▶ [Directions]:
Please transcribe all of the items below, reproducing every line without any change.

▶ [Input data]:
-.-.-

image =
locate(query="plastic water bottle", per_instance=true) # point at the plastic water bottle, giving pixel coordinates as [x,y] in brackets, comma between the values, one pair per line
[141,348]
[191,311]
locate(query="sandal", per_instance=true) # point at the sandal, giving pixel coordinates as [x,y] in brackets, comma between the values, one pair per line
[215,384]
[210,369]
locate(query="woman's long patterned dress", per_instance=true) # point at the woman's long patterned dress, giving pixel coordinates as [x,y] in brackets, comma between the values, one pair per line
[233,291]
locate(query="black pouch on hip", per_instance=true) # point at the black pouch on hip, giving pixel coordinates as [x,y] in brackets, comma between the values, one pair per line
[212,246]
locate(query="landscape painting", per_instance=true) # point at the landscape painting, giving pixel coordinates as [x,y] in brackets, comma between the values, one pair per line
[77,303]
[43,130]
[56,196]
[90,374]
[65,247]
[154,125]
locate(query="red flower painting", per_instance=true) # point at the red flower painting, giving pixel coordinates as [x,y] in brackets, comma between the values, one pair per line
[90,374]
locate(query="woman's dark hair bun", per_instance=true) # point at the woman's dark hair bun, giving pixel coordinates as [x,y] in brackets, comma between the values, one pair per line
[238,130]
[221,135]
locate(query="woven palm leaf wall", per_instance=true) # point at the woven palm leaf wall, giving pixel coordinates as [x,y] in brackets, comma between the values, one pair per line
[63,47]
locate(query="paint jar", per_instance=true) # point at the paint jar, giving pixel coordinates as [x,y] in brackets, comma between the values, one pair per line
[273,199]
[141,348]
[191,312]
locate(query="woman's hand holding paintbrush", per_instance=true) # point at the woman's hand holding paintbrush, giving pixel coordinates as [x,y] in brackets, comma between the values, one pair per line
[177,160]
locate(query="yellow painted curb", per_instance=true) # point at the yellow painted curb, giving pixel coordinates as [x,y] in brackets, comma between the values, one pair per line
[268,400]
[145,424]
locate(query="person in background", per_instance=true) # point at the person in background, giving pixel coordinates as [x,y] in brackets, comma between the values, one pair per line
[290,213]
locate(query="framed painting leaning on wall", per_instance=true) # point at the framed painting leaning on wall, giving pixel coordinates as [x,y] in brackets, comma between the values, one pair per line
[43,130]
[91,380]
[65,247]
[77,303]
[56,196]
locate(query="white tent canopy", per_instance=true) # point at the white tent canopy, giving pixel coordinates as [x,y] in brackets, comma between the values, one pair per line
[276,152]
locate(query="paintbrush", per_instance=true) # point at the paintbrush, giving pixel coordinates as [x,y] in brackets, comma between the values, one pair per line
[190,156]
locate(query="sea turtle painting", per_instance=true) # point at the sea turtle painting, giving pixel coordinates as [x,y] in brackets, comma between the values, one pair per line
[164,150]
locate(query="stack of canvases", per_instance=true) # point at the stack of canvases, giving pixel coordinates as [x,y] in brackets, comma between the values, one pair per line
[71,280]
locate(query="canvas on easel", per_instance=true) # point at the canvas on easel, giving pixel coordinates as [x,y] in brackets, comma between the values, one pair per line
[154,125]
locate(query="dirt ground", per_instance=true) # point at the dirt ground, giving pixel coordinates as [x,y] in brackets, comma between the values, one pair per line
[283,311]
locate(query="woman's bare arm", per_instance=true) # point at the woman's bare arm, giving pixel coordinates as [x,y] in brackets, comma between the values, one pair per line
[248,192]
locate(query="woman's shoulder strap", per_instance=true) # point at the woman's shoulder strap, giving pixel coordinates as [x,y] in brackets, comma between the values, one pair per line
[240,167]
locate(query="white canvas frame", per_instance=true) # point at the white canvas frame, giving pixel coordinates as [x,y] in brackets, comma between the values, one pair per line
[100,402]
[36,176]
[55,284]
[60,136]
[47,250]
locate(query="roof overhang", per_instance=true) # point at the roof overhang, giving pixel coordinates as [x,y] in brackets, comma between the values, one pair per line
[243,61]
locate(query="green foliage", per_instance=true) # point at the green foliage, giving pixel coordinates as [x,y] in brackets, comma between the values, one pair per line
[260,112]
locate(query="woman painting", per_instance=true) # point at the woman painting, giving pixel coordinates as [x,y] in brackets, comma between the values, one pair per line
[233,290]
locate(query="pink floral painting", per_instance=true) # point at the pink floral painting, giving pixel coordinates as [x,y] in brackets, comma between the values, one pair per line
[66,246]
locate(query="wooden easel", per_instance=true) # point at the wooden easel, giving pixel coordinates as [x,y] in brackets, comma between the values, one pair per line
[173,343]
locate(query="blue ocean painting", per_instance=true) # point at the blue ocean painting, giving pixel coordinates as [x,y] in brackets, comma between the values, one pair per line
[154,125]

-.-.-

▶ [The completed task]:
image =
locate(query="plastic water bottle", per_instance=true) # point at the plastic water bottle, giving pixel coordinates as [x,y] in brackets, comma between the values, one pair per line
[141,348]
[191,311]
locate(query="sandal", per_instance=true) # point at the sandal, giving pixel coordinates as [x,y] in brackets, comma between the values, one pair per line
[215,384]
[210,369]
locate(query="woman's long patterned dress", per_instance=true) # point at the woman's long patterned dress, giving pixel coordinates as [x,y] in brackets, comma between the values, one pair per line
[233,291]
locate(query="black pouch on hip", per_instance=true) # point at the black pouch on hip, giving pixel coordinates as [x,y] in brackets, comma between the values, one pair per line
[212,246]
locate(query="landscape painting", per_instance=true) # point at the landscape painting, giving pixel coordinates as [x,y] in brackets, comma between the values, one pair per line
[77,303]
[43,130]
[56,196]
[90,374]
[65,247]
[154,125]
locate(query="red flower painting", per_instance=true) # point at the red flower painting, giving pixel coordinates as [x,y] in brackets, comma between the values, one pair per line
[90,374]
locate(query="woman's dark hair bun", per_instance=true) # point at the woman's dark hair bun, giving pixel coordinates as [x,y] in brackets, comma between the values, one pair per line
[238,130]
[221,135]
locate(query="woven palm leaf wall", per_instance=true) # point at the woven palm leaf wall, giving pixel coordinates as [x,y] in brackets, comma between the values, one pair per line
[63,47]
locate(query="paint jar", per_instance=true) # point at the paint jar, giving pixel coordinates as [x,y] in brackets, comma between the values, one pair per line
[273,199]
[141,348]
[191,312]
locate(query="woman's hand holding paintbrush", per_instance=true) # point at the woman's hand holding paintbrush, giving pixel coordinates as [x,y] in brackets, comma between the values, one pair per line
[177,160]
locate(query="yellow painted curb", per_instance=true) # point at the yellow painted curb, giving pixel coordinates as [x,y] in brackets, comma between the values, one pair per line
[268,400]
[145,424]
locate(query="person in background", per_instance=true) # point at the person in background, giving pixel coordinates as [x,y] in brackets, comma between the values, one pair per line
[290,213]
locate(query="framed painting leaning on wall", per_instance=true) # point at the framed painting leaning on wall, giving pixel coordinates as [x,y] in brackets, comma between the values, one pair per line
[43,130]
[91,380]
[65,247]
[77,303]
[56,196]
locate(query="white tent canopy", per_instance=true) # point at the white tent canopy, giving pixel coordinates as [x,y] in brackets, comma between the values, one pair per line
[276,152]
locate(query="paintbrush", per_instance=true) # point at the paintbrush, giving pixel coordinates as [x,y] in brackets, comma between the values, one pair per line
[190,156]
locate(query="sea turtle painting", per_instance=true) # point at the sea turtle painting, giving pixel coordinates as [x,y] in brackets, comma between the values, one pair per line
[164,150]
locate(query="stack of canvases", per_instance=true) # point at the stack of canvases, giving pixel coordinates as [x,y] in brackets, comma between the values, one pair per line
[71,280]
locate(query="canvas on easel", per_instance=true) # point at the canvas on easel, giving pixel coordinates as [x,y] in brackets, comma between the values, one pair per line
[154,125]
locate(query="dirt ground", per_instance=true) # point at the dirt ground, giving pixel coordinates as [x,y] in brackets, comma between the values, one pair per line
[283,311]
locate(query="woman's bare arm", per_instance=true) # point at the woman's bare arm, giving pixel coordinates as [x,y] in brackets, comma between the values, one pair per line
[248,192]
locate(query="woman's shoulder strap", per_instance=true) # point at the woman's shoulder strap, giving pixel coordinates as [x,y] in brackets, comma between the values, one pair per line
[240,167]
locate(query="white canvas frame", per_instance=true) # point at the white canvas frame, giving pixel coordinates as [x,y] in brackets, comma between the values, one pair per line
[100,402]
[36,176]
[55,284]
[60,136]
[47,250]
locate(query="roof overhang", per_instance=true) # point at the roof overhang, giving pixel coordinates as [x,y] in brackets, comma between the values, one pair per line
[243,61]
locate(query="green foliage", per_instance=true) # point at the green foliage, giving pixel coordinates as [x,y] in brackets, comma between the values, one pair per line
[260,112]
locate(query="woman painting", per_instance=true) # point at the woman painting, giving pixel coordinates as [x,y] in brackets, comma between the values, one pair per line
[233,290]
locate(query="pink floral painting", per_instance=true) # point at the pink floral painting, giving pixel coordinates as [x,y] in brackets, comma between the values, one pair per line
[66,246]
locate(query="wooden easel", per_instance=true) # point at the wooden easel, giving pixel coordinates as [x,y] in brackets, comma between the values, one pair per line
[173,343]
locate(query="blue ocean painting", per_instance=true) # point at the blue ocean painting, giving pixel coordinates as [x,y] in brackets, comma between the values, one pair per line
[154,125]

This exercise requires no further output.